Material to process
▼

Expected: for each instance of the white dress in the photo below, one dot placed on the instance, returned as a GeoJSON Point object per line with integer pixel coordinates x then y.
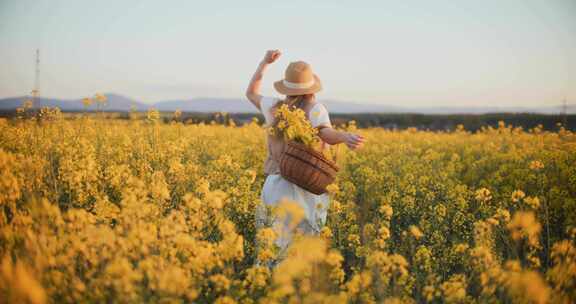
{"type": "Point", "coordinates": [277, 188]}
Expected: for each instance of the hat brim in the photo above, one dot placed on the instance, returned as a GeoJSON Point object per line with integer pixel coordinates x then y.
{"type": "Point", "coordinates": [282, 89]}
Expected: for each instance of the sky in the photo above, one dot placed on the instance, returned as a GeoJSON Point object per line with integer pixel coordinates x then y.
{"type": "Point", "coordinates": [406, 53]}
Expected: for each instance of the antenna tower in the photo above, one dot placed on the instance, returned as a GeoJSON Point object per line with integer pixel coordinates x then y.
{"type": "Point", "coordinates": [564, 112]}
{"type": "Point", "coordinates": [36, 90]}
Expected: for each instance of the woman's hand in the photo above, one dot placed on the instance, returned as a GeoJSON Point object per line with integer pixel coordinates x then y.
{"type": "Point", "coordinates": [353, 141]}
{"type": "Point", "coordinates": [271, 56]}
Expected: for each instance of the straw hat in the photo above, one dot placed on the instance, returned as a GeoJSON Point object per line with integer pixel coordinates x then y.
{"type": "Point", "coordinates": [298, 80]}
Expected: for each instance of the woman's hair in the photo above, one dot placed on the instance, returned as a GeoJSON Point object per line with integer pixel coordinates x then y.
{"type": "Point", "coordinates": [292, 101]}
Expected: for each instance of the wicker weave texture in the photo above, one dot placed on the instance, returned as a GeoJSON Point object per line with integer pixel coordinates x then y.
{"type": "Point", "coordinates": [307, 168]}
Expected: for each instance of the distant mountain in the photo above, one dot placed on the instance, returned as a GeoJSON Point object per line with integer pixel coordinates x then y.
{"type": "Point", "coordinates": [232, 105]}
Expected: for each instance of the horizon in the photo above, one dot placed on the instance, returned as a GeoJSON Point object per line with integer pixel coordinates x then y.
{"type": "Point", "coordinates": [569, 106]}
{"type": "Point", "coordinates": [441, 54]}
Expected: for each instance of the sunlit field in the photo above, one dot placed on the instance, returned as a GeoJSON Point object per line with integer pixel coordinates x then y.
{"type": "Point", "coordinates": [96, 209]}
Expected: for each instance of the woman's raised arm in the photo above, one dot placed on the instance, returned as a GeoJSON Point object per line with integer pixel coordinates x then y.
{"type": "Point", "coordinates": [253, 90]}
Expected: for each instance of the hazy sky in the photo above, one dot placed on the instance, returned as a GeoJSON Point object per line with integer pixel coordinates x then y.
{"type": "Point", "coordinates": [410, 53]}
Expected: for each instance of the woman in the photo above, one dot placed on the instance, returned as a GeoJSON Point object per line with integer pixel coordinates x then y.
{"type": "Point", "coordinates": [299, 85]}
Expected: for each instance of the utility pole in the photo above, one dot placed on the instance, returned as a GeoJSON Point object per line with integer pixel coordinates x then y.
{"type": "Point", "coordinates": [36, 90]}
{"type": "Point", "coordinates": [564, 113]}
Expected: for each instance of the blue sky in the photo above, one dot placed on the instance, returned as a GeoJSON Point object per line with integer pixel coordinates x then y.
{"type": "Point", "coordinates": [410, 53]}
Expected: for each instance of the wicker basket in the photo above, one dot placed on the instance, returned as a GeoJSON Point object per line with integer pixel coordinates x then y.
{"type": "Point", "coordinates": [307, 168]}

▲

What this task involves
Except for the pictures, print the data above exactly.

Expected answer
Expected: for each instance of the white dress in the photo below, one dot placed on the instance, returned as a GeoJSON Point object per line with integer pixel coordinates x then y.
{"type": "Point", "coordinates": [277, 188]}
Expected: for each instance of the hat brim in the photo above, one dot placed on the instance, returned as a GeoJSON Point object per line with integer pixel coordinates x then y.
{"type": "Point", "coordinates": [282, 89]}
Expected: for each instance of the sky in the photo above, one dot placed on the instance, returned as a GeoJSON Point object per line with integer pixel coordinates x then y.
{"type": "Point", "coordinates": [406, 53]}
Expected: for each instance of the antenna tower in the photo above, one dot placed on the instance, returned as a GeoJSON Point object per line with integer pixel coordinates x then y.
{"type": "Point", "coordinates": [564, 112]}
{"type": "Point", "coordinates": [36, 90]}
Expected: for each instance of the woman's hand in the photo above, one dot placed on the instance, returned as a GeoJSON Point object per line with integer pixel coordinates x then y.
{"type": "Point", "coordinates": [353, 141]}
{"type": "Point", "coordinates": [271, 56]}
Expected: for each instance of the straw hat in the photo above, one dot placed on the instance, returned as a GeoJSON Point object per line with integer pixel coordinates x then y.
{"type": "Point", "coordinates": [298, 80]}
Expected: for each instance of the woman's hair in the photo above, one dot placed on the instance, returned as a GeoJSON Point object per line with integer pixel coordinates x then y.
{"type": "Point", "coordinates": [292, 101]}
Expected: for each instance of the wicker weave texture in the photo above, one dot placed on the instance, returned as a GeoJSON Point object per line with integer pixel coordinates x then y.
{"type": "Point", "coordinates": [307, 168]}
Expected: for each instance of the distant mountain in the photo above, one dot placed on the instance, returned as a GeoJSON Point object per line with integer pixel coordinates x then y.
{"type": "Point", "coordinates": [232, 105]}
Expected: for each instance of the horizon in the photo above, one dot placed on the instance, returned as a GeoJSON Point object per line with integer pixel coordinates x then y.
{"type": "Point", "coordinates": [569, 106]}
{"type": "Point", "coordinates": [441, 54]}
Expected: for each instance of the sunlit field in the photo above, one dot placed on the instance, returned as a GeoJSON Point object per line with integer pixel coordinates x then y.
{"type": "Point", "coordinates": [96, 209]}
Expected: for each instance of the woman's raised arm in the photo above, one dot placed on the instance, returned as a GeoJSON Point object per line with integer pixel coordinates x then y.
{"type": "Point", "coordinates": [253, 90]}
Expected: for each instance of the hazy sky in the photo above, one dot placed on the instance, returned as a GeoJSON Point object per line with integer pixel coordinates x then y.
{"type": "Point", "coordinates": [410, 53]}
Expected: for each instance of the woman in the photo above, one dot placed on the instance, returned as a GeoJSON Point object per line with integer pixel coordinates x then y.
{"type": "Point", "coordinates": [299, 85]}
Expected: for each instance of the utility pole in the photo above, one dot placed on the instance, returned as a GeoJSON Point object per line with integer pixel coordinates x then y.
{"type": "Point", "coordinates": [36, 90]}
{"type": "Point", "coordinates": [564, 113]}
Expected: for each instance of the blue sky in the photo above, one dot placed on the instance, returned as a GeoJSON Point object per line with integer pixel coordinates x then y.
{"type": "Point", "coordinates": [410, 53]}
Expected: for each instance of the wicker basket in the photo above, one dot placed on the instance, returned as a GeoJSON Point object per line with integer pixel coordinates x then y.
{"type": "Point", "coordinates": [307, 168]}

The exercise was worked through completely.